_Selected text:_
Research engineer teaches some of the ins and outs of networking low-power embedded devices, specifically how to configure 6LoWPAN.
As a research engineer studying ways to improve the networking of low-power embedded devices, I've taught several workshops and tutorials in the past few months on how to configure 6LoWPAN (IPv6 over Low power Wireless Personal Area Networks). All this work is part of a larger movement toward the Internet of Things , which is supported by several organizations such as IPSO Alliance  (of which, if you're reading this, you're probably already aware) and the eSONIA European project . I present here an excerpt from the tutorial I've taught. This tutorial is meant to explain the different choices a developer faces when setting up a 6LoWPAN network. The goal is to speed up your knowledge of 6LoWPAN so you can rapidly exploit its full potential.
The relationship between 6LoWPAN and IPv6
The 6LoWPAN is a header compression mechanism that allows IPv6 packages to be routed in low-power networks (particularly in IEEE 802.15.4). Therefore, to understand how to configure and use 6LoWPAN, it's very important to have some background in IPv6.
The most common problem when training engineers how-to configure 6LoWPAN is their general lack of knowledge of IPv6. Several engineers I've taught see IPv6 as a complex technology that they don't currently need. This would be true if you were the average user but as engineers, we need to keep in the top of the game–where lack of information is not an option. Therefore, the first step toward understanding 6LoWPAN is to get familiar with IPv6. Several online sources explain the basic addressing format and features of IPv6 (see  ).
Basics of working with IPv6
First thing to know is the fact that IPv6 addresses contain several zeros that can be shortened in several forms, such as:
FE80:0000:0000:0000:0000:0000:0000:F123 = FE80:0:0:0:0:0:0:F123 = FE80::F123
Additionally, the huge address space of IPv6 allows devices to have several addresses used for various purposes (for example, local communication, global communication). Here are some of the most important special IPv6 addresses used in this tutorial (for a complete list see ):
- The loopback address (::1 ) is a similar address than 127.0.0.0 in IPv4 used to check the status of the interface (is good for checking if you have enabled IPv6 in your OS).
- The local-link addresses (FE80::/10 ) is used to communicate with devices in the same link (however, the link can be extended with Layer 2 switches).
- The global addresses (everything else ) are used for communicating devices globally. There are still other special addresses, for more information check  .

_Short exercise:_
Can you extract the passage of the 6LoWPAN tutorial between "- The local-link" and "Layer 2 switches).", inclusive, word for word? The entries after this point are separate material, unrelated to the 6LoWPAN tutorial.

_Extracted entries:_
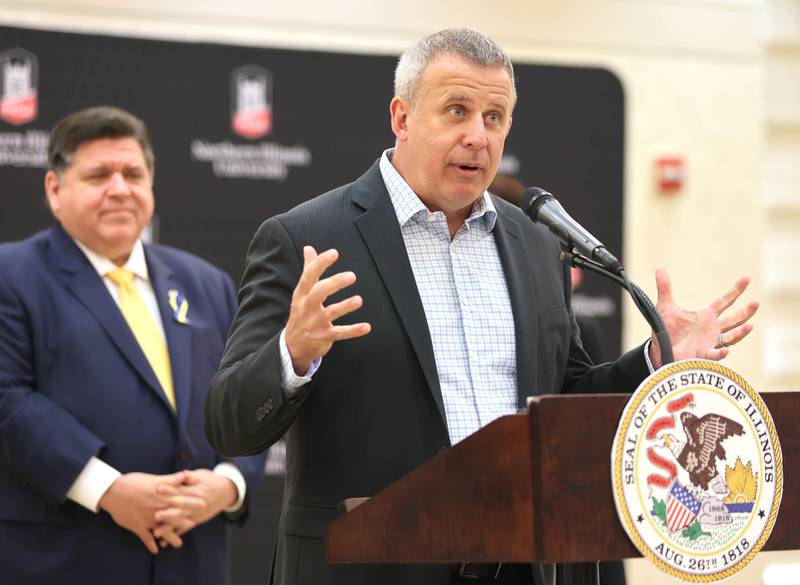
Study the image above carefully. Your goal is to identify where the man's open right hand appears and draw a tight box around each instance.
[285,246,371,376]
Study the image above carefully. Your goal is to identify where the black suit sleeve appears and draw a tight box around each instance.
[205,218,310,456]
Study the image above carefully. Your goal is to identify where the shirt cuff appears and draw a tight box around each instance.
[214,461,247,513]
[67,457,122,514]
[278,328,322,398]
[644,339,656,374]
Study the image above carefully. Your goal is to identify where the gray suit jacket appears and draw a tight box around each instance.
[206,162,648,585]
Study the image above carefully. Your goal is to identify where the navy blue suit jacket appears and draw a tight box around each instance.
[0,224,264,585]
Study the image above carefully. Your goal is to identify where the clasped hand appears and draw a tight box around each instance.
[100,469,238,554]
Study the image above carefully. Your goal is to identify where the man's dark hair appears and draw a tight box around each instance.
[47,106,156,175]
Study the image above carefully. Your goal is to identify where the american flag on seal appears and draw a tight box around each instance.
[667,481,700,532]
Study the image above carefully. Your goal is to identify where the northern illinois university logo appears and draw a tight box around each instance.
[231,65,272,140]
[611,360,783,582]
[0,48,39,126]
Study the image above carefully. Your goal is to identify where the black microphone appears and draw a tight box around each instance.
[519,187,624,274]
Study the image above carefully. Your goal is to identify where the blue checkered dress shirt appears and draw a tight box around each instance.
[380,149,517,444]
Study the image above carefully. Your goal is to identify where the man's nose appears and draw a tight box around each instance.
[461,116,487,150]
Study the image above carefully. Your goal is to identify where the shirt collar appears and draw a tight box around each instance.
[72,238,150,281]
[380,148,497,232]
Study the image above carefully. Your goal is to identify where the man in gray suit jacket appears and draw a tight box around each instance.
[206,30,757,585]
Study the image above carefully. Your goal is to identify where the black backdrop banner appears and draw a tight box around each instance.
[0,22,624,583]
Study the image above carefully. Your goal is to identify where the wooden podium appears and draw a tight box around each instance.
[325,392,800,563]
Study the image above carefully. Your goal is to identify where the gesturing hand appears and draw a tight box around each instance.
[650,270,758,369]
[285,246,371,375]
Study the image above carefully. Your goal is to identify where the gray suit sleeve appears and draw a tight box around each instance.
[205,218,310,456]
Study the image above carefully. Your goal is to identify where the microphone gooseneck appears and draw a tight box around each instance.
[519,187,675,366]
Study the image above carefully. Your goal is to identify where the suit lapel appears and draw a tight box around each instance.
[144,246,192,428]
[494,205,538,408]
[50,225,166,402]
[353,162,447,426]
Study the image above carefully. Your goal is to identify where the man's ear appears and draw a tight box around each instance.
[389,96,411,142]
[44,171,61,217]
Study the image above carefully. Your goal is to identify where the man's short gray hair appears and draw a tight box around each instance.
[394,28,517,104]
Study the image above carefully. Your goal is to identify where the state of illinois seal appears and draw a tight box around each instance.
[611,360,783,583]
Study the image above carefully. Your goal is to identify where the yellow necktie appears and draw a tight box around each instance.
[106,268,175,410]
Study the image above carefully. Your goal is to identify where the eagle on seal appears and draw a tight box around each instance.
[664,412,744,491]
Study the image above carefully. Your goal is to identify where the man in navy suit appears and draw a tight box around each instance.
[0,107,263,585]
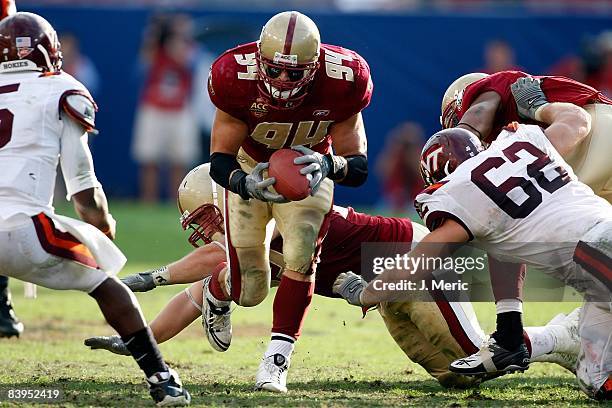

_Reply to the exercise:_
- The local-link addresses (FE80::/10 ) is used to communicate with devices in the same link (however, the link can be extended with Layer 2 switches).